───── Texto mostrado
Este virtuoso trabajo de construcción que hace el heredero Sarduy, visto en retrospectiva, es en realidad un modo eficaz de justificar la lectura desviada que hará del propio Lezama Lima. Es decir, si bien Sarduy insiste en establecer un linaje que lo conecta voluntariamente con Lezama Lima, avanza en una dirección muy distinta a la de su antecesor. Como en la cita de Martin Heidegger sobre Friedrich Hölderlin con la que encabeza el ensayo, en realidad el antecesor “no se escapa hacia el porvenir” (1405), sino que “vuelve desde él” (1405); de este modo, la poesía funcionaría como una especie de reserva o cantera de materiales, donde la palabra heredada es recuperada desde el presente en un contexto distinto y alejado en el que es posible aplicar “esa escucha inédita” (1412) que opera “descifrando a contracorriente” (1412). Como sostiene Iriarte, Sarduy rompe con Lezama Lima en distintos sentidos: en primer lugar, el Barroco es una cuestión de lenguaje, pero ya no se trata del lenguaje como estrategia que permite alcanzar una esencia originaria como en el antecesor, sino una superficie replegada sobre sí misma que opera sobre el vacío; en segundo lugar, argumenta Iriarte, Sarduy no es un poeta católico y tampoco es posible comprender su aproximación a lo sagrado desde una mirada institucional o confesional.
Podría decirse que lo que articula Sarduy es lo que Gustavo Guerrero denomina una “religión de vacío” (en Sarduy OC 1689) y más tarde Iriarte una “mística de la vacuidad” (Del Concilio de Trento al SIDA 217). En suma, si Lezama Lima había asignado un carácter trascendente a determinados valores para frenar el avance del capital, Sarduy celebrará la disolución de la sociedad y la familia, y destacará las dimensiones festivas de tal disolución. Es posible afirmar entonces que la “escucha distraída” (OC 1414) o flotante en Sarduy revela que identidad, nación y religión son en realidad suturas simbólicas. De ahí que Iriarte sostenga que la herencia se muestra sin más como “una forma de vaciamiento” (218).
A propósito de esto, Giorgio Agamben ya había señalado que profanar no significa simplemente abolir y eliminar las separaciones entre la esfera humana y la esfera divina, sino aprender a hacer de ellas un uso similar al del juego. Medita el pensador italiano: “Profanar significa abrir la posibilidad de una forma especial de negligencia, que ignora la separación o hace de ella un uso particular” (Profanaciones 99). Aún más, hay un proceso de contagio, un contacto contaminante constitutivo de la operación que profana; es decir: como se trata de un mismo objeto que pasa de lo sagrado a lo profano –o al contrario: de lo profano a lo sagrado– siempre queda un resto de sacralidad en todo objeto profanado e, inversamente, un residuo profano en toda cosa consagrada. Es en esta dirección, por lo tanto, que avanzará este artículo con el propósito de mostrar que los poemas de Un testigo fugaz y disfrazado (1985), de Severo Sarduy, se construyen sobre la superficie temblorosa de ese juego de pasaje y de deseo donde la profanación tiene ciertamente lugares asignados.
──────────
- **Tarea escrita**: Según el texto sobre Sarduy, ¿qué nombre da Gustavo Guerrero a lo que articula Sarduy? Responde basándote solo en el texto sobre Sarduy.
───── Datos proporcionados
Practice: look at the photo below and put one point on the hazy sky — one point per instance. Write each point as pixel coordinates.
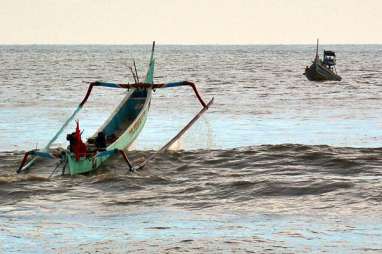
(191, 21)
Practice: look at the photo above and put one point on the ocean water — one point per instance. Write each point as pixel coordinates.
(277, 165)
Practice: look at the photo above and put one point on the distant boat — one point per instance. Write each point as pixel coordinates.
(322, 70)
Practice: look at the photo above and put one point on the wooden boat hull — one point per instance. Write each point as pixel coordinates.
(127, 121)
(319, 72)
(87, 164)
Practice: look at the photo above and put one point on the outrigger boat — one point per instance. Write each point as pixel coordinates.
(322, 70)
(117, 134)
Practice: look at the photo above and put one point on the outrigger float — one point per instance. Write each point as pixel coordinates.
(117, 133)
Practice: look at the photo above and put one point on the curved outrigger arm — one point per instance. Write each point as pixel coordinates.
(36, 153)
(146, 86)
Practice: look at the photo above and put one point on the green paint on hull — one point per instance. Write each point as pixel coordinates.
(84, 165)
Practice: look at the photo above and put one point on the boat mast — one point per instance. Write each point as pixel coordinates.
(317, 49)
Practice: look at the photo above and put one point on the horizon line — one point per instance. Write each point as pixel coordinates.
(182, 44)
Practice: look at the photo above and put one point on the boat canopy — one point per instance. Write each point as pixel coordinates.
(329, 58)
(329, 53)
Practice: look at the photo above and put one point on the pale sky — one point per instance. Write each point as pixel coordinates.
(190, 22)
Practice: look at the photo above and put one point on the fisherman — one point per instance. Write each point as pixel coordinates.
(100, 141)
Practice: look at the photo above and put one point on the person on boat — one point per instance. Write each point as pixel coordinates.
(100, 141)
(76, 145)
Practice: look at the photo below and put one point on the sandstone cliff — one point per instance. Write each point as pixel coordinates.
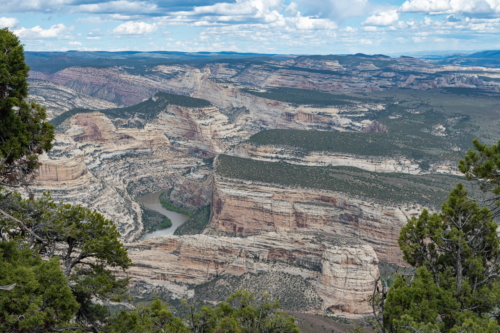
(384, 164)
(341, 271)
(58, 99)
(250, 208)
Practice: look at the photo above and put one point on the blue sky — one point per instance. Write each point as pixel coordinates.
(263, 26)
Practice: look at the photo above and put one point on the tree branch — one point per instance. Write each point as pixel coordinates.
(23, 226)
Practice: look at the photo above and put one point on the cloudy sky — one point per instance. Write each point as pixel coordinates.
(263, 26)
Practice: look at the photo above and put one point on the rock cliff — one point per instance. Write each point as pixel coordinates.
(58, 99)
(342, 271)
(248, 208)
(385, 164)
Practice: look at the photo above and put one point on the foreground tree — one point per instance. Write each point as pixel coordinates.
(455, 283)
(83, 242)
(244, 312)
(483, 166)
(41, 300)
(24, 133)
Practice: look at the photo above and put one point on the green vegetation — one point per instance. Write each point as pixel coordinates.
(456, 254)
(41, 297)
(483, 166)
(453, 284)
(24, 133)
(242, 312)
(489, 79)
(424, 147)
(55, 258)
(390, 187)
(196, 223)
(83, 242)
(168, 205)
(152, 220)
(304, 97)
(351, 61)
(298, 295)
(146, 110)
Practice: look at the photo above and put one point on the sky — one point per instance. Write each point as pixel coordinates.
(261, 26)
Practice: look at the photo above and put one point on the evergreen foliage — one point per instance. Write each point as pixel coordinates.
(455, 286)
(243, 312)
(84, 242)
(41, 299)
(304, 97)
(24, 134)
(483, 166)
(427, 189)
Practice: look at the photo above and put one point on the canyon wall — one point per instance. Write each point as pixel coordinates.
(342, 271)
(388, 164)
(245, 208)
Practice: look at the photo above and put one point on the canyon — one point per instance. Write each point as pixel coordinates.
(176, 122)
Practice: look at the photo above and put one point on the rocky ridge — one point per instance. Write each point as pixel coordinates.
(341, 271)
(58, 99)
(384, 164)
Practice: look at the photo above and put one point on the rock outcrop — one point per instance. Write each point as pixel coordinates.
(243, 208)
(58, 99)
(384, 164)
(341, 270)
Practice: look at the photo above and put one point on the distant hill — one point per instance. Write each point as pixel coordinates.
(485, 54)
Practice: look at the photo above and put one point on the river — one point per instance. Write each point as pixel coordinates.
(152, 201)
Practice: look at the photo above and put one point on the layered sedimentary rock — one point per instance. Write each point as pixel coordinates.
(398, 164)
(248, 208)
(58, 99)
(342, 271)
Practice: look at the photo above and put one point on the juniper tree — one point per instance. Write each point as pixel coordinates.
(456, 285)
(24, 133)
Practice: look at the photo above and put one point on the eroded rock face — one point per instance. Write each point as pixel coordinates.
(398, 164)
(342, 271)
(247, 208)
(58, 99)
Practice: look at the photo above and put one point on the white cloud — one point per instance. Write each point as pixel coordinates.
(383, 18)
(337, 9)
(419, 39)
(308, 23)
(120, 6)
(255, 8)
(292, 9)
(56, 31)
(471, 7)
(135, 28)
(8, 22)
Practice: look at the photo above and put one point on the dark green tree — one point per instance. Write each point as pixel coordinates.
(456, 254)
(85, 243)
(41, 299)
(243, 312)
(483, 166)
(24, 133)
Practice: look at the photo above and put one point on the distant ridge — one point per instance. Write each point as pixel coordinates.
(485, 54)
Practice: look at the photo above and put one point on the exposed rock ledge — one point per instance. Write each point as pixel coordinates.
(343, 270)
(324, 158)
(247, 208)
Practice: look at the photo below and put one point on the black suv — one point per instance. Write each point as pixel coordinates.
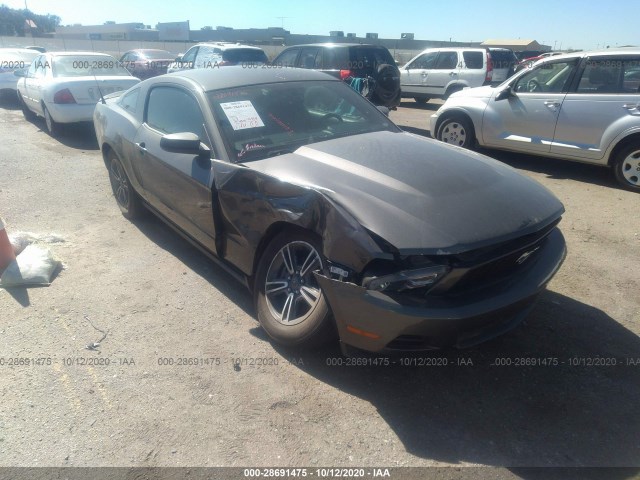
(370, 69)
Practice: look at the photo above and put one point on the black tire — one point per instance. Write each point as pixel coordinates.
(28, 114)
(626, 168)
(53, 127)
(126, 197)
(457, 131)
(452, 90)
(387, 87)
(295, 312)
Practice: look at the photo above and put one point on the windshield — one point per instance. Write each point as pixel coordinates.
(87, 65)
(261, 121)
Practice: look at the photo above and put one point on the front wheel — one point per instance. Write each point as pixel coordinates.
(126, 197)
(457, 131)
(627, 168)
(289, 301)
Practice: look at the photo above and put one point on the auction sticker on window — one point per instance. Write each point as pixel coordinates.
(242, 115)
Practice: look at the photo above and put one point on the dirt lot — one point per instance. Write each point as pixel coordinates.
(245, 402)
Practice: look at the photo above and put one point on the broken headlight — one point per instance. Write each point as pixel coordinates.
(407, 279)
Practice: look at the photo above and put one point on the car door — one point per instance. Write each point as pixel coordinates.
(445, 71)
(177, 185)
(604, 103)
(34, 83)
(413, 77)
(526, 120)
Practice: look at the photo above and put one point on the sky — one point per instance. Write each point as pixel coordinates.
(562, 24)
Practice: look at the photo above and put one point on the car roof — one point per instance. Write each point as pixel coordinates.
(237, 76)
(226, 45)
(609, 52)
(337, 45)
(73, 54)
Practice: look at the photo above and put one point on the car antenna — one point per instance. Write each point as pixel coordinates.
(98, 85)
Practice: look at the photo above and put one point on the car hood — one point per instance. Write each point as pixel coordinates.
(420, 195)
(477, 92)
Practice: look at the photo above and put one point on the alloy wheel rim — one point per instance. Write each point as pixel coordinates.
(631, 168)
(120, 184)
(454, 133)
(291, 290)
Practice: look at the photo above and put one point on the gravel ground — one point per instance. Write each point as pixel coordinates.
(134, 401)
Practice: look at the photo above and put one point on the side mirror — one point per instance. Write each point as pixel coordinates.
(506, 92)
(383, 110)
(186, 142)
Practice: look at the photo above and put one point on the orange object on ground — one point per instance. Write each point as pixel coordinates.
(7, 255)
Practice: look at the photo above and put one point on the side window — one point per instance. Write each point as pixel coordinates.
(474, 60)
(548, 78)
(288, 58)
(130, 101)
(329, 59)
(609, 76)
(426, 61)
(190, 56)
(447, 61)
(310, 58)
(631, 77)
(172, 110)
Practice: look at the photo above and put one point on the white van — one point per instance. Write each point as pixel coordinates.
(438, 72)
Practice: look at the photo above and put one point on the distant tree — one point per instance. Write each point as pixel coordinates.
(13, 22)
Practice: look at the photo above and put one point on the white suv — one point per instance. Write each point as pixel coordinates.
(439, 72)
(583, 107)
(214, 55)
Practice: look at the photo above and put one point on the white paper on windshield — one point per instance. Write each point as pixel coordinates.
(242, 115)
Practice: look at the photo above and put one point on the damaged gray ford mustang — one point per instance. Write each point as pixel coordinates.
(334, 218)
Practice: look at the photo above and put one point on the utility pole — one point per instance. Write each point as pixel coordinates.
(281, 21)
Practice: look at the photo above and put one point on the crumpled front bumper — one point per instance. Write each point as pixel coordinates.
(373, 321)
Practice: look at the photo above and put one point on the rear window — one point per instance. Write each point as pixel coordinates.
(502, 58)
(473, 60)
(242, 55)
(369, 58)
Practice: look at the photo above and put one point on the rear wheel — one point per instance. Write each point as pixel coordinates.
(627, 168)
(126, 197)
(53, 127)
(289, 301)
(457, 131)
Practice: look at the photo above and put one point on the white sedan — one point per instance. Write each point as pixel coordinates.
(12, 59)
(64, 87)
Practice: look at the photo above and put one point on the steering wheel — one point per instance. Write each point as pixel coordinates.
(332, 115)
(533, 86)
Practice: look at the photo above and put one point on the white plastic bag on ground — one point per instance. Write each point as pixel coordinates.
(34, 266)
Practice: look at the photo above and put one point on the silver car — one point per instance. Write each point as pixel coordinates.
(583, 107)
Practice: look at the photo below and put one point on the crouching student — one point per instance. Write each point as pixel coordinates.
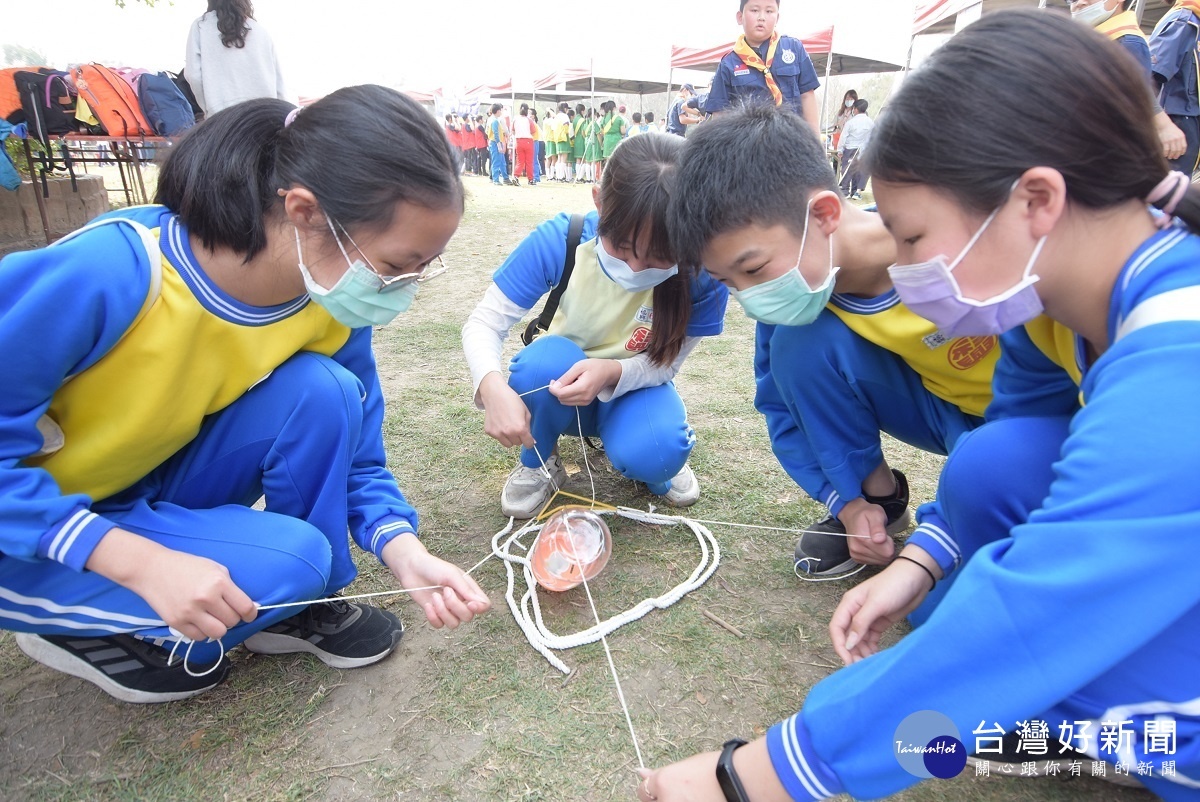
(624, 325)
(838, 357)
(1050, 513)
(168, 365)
──────────
- **Solución del ejercicio**: Una "religión de vacío".